• ЗАДАНИЯ
A: Какое отличие нашли в тексте для чтения, когда сравнили настройки IE пользователя и проблемного ПК?
B: Перепишите без изменений фрагмент текста для чтения, который открывается словами «Можно ли как» и завершается словами «решает данную задачу?)».

• ТЕКСТ ДЛЯ ЧТЕНИЯ
Вопрос же в следующем. 
Можно ли как то вернуть привычное поведение системы? (_припоминаю что для просмотра doc на пк пользователя меняли реестр_)

Какие способы "по феншую" существуют для просмотра документов в текущих реалиях? Поделитесь опытом кто как решает данную задачу?)

----------


## Ijohnni

Забыл уточнить что всё действие происходит в управляемых формах на тонком клиенте.

----------


## Ijohnni

Решение проблемы в конкретной ситуации нашли однако было бы интересно узнать мнение здешних разработчиков)


В общем,  ситуация оказалась следующей. Открытие в отдельном приложении - в нашем случае скорее исключение чем правило поэтому было принято решение исследовать этот вопрос поглубже. Покопавшись в настройках IE (Настроить надстройки) пользователя и проблемном ПК нашли одно отличие - PDF reader DC на компьютере пользователя. Собственно теперь предпросмотр PDF вернулся на свои места)

• ФРАГМЕНТЫ ДАННЫХ
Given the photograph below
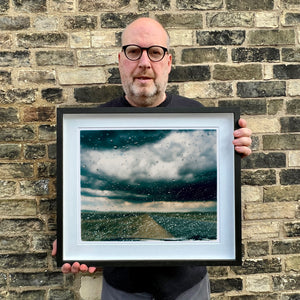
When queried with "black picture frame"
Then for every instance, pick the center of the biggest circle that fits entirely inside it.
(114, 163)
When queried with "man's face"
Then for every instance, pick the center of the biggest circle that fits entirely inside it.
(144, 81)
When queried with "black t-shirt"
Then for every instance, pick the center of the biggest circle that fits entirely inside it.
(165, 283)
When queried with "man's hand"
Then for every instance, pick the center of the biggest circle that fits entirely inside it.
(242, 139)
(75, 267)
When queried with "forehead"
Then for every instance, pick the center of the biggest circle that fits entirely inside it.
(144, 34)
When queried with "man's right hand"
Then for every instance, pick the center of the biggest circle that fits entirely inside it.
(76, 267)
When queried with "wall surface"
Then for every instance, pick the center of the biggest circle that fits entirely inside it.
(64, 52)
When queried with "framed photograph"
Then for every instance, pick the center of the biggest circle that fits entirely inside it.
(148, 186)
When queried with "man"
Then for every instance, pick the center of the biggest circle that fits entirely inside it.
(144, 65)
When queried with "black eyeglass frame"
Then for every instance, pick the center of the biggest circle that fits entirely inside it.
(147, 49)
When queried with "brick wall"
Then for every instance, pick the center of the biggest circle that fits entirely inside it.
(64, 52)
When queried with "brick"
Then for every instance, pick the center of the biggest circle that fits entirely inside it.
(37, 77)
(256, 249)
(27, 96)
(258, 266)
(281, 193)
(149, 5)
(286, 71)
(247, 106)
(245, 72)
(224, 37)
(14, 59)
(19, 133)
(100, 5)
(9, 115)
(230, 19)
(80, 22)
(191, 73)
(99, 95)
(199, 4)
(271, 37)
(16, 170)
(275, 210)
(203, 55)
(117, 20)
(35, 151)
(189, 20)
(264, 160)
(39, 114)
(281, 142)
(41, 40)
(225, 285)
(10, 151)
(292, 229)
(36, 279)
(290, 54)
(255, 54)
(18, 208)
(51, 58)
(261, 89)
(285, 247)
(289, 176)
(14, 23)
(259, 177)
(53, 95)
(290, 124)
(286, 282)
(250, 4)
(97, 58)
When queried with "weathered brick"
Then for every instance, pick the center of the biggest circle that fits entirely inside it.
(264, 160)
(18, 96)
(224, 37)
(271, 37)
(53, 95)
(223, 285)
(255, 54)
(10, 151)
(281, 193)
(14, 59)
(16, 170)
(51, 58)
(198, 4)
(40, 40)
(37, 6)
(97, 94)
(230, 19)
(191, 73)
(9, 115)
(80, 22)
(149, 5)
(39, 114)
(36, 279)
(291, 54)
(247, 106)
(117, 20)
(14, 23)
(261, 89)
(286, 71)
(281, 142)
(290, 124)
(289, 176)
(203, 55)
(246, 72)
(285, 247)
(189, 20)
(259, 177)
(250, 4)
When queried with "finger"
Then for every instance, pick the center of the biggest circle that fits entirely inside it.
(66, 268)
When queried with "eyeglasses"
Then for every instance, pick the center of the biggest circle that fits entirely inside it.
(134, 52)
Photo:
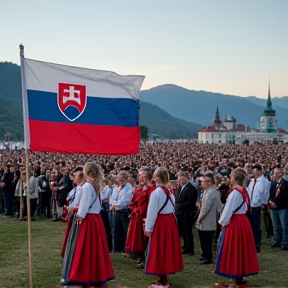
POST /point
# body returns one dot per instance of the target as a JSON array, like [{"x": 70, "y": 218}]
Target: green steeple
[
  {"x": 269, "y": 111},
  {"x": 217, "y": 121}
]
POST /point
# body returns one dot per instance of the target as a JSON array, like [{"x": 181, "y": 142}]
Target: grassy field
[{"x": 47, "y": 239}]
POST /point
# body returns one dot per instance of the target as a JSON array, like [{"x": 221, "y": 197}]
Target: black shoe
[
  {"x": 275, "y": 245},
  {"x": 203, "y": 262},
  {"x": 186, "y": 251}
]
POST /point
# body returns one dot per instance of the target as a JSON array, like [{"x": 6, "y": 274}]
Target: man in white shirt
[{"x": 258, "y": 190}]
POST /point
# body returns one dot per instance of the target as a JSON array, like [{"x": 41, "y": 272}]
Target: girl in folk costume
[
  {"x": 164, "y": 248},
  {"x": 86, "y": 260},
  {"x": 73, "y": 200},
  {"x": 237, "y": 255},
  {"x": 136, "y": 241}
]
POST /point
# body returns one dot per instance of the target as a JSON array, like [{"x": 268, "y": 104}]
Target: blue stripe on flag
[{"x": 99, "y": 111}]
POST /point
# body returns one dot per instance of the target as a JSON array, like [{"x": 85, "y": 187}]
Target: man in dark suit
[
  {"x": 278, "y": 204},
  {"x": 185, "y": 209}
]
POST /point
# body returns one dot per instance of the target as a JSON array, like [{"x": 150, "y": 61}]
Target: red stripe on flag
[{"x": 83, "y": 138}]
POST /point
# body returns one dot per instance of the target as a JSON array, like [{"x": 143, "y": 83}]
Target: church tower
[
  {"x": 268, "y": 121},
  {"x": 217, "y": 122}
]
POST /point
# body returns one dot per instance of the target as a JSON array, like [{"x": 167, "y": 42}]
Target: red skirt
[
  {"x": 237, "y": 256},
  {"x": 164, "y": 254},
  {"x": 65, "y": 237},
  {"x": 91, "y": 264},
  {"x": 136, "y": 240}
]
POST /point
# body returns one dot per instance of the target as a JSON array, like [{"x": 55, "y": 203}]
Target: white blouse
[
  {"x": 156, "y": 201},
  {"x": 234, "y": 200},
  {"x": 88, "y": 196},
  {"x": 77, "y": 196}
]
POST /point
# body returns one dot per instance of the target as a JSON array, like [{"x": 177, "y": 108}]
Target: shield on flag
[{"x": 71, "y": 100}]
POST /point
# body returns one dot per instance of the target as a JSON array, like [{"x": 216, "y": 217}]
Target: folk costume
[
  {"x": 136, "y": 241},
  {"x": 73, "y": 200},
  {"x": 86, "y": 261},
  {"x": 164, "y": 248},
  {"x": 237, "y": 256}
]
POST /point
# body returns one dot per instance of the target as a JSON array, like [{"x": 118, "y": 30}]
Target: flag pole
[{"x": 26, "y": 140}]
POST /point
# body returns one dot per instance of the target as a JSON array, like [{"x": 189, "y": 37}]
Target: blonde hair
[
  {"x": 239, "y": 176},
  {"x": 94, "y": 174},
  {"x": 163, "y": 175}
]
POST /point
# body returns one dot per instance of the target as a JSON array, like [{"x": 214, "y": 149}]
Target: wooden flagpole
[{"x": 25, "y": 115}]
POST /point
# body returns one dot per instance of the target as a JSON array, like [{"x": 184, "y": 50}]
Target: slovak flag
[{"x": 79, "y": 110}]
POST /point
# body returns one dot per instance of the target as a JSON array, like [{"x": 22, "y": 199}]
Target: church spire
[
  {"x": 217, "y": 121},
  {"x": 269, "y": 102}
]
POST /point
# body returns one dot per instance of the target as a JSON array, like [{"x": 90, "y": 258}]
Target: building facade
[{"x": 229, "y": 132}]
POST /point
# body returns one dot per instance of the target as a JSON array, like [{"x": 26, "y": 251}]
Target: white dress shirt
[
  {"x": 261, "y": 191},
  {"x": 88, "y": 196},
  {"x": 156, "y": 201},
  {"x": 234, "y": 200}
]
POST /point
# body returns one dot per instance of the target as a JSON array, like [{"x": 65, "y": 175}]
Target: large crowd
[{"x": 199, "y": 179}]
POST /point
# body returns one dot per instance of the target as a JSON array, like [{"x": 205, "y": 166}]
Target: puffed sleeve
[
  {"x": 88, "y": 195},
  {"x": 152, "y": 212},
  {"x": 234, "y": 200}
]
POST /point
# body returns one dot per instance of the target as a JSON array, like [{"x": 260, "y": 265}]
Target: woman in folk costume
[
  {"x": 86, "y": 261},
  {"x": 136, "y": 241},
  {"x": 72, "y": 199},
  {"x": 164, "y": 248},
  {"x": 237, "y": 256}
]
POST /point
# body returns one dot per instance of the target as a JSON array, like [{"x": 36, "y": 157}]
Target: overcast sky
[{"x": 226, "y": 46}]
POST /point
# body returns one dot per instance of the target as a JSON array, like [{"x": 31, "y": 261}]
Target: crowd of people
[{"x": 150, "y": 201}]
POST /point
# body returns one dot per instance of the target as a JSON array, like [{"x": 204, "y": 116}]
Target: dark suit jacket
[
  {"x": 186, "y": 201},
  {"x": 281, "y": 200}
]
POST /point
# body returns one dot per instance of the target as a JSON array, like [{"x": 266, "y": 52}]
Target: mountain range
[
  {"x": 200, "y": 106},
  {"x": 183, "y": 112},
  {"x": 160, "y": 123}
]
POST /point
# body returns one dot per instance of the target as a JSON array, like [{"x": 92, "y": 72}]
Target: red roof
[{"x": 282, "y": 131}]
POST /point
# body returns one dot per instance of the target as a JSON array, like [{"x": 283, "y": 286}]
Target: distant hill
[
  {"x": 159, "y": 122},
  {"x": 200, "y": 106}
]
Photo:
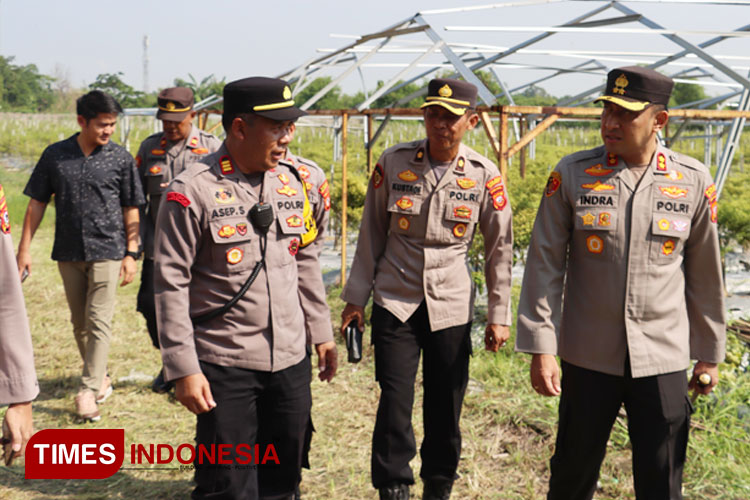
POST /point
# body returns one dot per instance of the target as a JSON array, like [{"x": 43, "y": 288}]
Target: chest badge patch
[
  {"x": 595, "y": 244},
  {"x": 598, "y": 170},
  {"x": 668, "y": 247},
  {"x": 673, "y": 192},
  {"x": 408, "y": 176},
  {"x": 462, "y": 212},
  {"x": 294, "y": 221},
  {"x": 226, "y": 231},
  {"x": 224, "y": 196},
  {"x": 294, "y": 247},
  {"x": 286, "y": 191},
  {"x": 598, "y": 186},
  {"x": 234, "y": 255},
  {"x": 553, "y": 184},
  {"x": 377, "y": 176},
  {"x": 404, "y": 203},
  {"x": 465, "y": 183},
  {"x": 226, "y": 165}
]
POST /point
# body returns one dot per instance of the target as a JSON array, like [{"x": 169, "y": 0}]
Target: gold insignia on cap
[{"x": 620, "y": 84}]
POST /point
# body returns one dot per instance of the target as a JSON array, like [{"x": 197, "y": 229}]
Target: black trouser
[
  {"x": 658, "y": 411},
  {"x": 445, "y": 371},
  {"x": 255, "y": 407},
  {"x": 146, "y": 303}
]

• ОТВЕТЫ ПО ЗАДАНИЯМ
A: PDF reader DC на компьютере пользователя.

B:
Можно ли как то вернуть привычное поведение системы? (_припоминаю что для просмотра doc на пк пользователя меняли реестр_)

Какие способы "по феншую" существуют для просмотра документов в текущих реалиях? Поделитесь опытом кто как решает данную задачу?)